• [Records for this exercise]
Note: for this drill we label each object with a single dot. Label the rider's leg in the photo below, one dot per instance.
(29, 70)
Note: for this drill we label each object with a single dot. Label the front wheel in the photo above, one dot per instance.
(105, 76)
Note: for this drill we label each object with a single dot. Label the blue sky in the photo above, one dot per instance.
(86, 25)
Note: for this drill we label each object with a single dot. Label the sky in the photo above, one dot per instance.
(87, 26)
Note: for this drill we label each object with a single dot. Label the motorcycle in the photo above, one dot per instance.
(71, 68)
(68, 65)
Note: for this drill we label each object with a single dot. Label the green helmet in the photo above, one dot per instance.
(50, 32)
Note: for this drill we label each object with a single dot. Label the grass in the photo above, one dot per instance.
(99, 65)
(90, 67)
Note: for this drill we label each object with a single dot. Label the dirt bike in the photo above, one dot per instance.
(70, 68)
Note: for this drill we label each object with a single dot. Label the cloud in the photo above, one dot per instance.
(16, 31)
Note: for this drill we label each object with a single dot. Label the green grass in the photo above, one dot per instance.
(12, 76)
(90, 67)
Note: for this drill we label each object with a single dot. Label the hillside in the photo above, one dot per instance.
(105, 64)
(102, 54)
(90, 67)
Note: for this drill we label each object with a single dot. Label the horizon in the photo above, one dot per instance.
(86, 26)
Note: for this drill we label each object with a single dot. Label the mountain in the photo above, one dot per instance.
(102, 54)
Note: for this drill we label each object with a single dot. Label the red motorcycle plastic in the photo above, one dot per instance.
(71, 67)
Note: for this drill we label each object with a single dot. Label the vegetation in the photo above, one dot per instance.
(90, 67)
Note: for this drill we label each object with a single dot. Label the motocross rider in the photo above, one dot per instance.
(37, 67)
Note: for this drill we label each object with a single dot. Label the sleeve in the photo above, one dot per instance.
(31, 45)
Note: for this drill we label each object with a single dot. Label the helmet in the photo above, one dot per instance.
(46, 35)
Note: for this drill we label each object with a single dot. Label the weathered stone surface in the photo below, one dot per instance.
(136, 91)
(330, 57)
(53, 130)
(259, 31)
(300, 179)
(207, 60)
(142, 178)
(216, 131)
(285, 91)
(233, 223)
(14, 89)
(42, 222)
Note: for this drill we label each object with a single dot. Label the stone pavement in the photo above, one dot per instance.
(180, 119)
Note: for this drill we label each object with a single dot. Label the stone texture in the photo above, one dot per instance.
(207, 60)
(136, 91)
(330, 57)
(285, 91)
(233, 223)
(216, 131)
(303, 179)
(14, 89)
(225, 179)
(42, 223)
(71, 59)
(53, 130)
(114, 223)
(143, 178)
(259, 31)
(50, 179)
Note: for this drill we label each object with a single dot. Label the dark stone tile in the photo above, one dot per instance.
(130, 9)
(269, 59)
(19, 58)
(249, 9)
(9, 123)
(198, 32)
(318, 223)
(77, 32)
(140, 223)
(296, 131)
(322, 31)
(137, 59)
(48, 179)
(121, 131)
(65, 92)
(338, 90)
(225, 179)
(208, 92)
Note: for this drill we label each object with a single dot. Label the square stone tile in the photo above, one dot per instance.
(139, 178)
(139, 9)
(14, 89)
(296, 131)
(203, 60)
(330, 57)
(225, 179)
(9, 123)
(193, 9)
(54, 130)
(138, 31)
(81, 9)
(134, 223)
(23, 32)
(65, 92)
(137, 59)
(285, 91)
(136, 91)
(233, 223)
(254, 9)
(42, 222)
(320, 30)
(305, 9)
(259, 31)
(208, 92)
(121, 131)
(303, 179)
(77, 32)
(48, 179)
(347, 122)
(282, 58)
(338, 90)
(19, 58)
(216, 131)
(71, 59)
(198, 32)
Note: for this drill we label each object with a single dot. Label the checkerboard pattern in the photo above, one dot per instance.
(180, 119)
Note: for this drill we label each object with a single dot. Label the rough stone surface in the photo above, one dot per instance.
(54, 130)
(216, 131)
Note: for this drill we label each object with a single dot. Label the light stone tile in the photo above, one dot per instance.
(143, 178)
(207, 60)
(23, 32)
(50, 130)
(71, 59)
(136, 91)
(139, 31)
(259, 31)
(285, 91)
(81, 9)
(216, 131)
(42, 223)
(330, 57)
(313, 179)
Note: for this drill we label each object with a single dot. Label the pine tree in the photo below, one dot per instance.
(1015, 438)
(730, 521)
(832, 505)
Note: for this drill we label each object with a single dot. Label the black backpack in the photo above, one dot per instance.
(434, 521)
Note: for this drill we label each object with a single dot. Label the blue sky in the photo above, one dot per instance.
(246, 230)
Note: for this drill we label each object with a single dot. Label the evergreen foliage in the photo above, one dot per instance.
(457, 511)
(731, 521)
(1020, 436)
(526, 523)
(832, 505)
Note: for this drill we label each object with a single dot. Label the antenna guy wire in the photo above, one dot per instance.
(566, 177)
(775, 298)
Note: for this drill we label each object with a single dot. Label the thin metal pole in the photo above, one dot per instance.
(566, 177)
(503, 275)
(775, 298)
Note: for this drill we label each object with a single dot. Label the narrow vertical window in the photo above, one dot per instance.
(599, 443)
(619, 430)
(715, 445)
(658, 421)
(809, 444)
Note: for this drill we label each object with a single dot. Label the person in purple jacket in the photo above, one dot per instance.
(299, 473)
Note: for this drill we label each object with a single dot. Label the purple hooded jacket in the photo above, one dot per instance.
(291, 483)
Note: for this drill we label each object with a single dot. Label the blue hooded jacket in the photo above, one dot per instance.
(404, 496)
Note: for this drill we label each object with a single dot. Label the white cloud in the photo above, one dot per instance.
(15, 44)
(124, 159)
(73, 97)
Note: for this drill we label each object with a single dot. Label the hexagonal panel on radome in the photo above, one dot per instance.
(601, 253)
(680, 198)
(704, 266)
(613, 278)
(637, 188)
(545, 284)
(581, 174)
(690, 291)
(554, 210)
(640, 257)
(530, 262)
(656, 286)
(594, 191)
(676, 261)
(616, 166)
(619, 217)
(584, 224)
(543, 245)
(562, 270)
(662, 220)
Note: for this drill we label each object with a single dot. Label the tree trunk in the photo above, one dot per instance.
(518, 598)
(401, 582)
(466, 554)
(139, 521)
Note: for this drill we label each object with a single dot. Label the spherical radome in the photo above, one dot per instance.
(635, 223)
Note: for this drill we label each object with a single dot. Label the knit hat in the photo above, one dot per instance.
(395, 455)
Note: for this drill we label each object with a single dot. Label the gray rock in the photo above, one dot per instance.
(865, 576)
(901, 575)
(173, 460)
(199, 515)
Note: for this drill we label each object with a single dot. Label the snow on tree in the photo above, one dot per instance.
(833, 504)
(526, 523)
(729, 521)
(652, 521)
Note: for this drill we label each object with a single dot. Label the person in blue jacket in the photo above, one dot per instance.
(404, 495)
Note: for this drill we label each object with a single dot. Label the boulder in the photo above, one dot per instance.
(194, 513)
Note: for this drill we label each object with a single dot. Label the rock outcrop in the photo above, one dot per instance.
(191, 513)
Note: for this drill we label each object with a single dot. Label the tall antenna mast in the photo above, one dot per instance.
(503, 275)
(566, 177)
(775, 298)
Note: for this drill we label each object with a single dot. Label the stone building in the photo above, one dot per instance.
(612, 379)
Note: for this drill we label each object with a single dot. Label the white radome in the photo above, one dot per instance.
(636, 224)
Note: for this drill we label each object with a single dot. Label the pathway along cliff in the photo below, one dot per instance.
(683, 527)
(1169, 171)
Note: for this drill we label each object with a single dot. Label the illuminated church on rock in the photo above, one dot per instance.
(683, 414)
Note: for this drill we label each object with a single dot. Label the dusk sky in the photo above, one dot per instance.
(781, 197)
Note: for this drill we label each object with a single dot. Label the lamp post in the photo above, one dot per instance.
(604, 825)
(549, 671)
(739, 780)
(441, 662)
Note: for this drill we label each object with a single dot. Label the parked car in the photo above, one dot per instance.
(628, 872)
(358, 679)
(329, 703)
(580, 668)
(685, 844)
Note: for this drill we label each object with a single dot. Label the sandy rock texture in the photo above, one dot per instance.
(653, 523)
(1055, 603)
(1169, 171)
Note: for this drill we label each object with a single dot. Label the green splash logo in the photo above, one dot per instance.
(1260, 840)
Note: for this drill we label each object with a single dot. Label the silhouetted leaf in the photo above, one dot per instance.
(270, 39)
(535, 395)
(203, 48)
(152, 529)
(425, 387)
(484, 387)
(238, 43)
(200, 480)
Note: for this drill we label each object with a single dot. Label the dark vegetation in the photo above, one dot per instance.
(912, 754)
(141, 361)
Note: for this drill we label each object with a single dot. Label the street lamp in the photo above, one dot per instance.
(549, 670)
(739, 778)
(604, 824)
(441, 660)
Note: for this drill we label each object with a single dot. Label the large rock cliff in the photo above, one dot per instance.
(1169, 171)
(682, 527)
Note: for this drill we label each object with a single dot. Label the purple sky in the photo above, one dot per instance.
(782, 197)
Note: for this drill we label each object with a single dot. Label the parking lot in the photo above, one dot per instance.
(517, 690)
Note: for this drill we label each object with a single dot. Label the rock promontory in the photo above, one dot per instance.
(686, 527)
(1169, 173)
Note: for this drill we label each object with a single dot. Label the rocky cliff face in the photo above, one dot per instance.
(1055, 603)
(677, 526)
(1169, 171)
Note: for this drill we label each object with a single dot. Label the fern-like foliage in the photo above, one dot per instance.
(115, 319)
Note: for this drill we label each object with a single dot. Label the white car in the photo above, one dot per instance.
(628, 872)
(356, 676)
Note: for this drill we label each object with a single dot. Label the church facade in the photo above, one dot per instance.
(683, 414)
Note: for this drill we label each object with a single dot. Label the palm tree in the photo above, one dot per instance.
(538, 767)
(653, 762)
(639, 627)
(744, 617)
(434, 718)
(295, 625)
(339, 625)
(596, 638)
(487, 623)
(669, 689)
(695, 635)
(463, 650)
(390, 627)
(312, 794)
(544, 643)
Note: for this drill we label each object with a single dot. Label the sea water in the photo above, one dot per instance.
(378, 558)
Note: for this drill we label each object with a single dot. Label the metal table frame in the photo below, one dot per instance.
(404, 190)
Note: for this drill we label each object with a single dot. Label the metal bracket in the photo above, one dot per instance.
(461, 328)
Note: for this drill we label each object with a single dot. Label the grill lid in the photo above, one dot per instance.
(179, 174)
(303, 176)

• [Problem]
All lines from the one with "Label the fern-like" to the end of the records must be set down exactly. Skip every line before it.

• [Reply to the exercise]
Note: for this drill we label each object with a single dot. Label the fern-like foliage in the photo above, one dot per instance.
(115, 319)
Note: for this drill we label each object with a single dot. Label the white car in the photo above, one dot per instance.
(628, 872)
(356, 676)
Note: for this drill we label each object with a single dot. Label the church facade in the photo above, one dot per instance.
(683, 414)
Note: for this drill we label each object with a single dot. Label the palm tree in the photo above, one dot per instance.
(538, 767)
(653, 762)
(639, 627)
(744, 617)
(434, 718)
(295, 625)
(339, 625)
(596, 638)
(487, 623)
(669, 689)
(695, 635)
(463, 650)
(390, 627)
(312, 794)
(544, 643)
Note: for this drill we label each object with a single dot. Label the sea water in the photo above, one dot per instance.
(378, 558)
Note: for this drill we label each object with a single dot. Label the metal table frame in the photo below, one dot per instance.
(404, 190)
Note: for this drill we label each object with a single dot. Label the metal bracket in the photo above, one dot per instance.
(461, 328)
Note: for this drill we label each object with a single dot. Label the grill lid in the photo above, one dot per instance.
(179, 174)
(303, 176)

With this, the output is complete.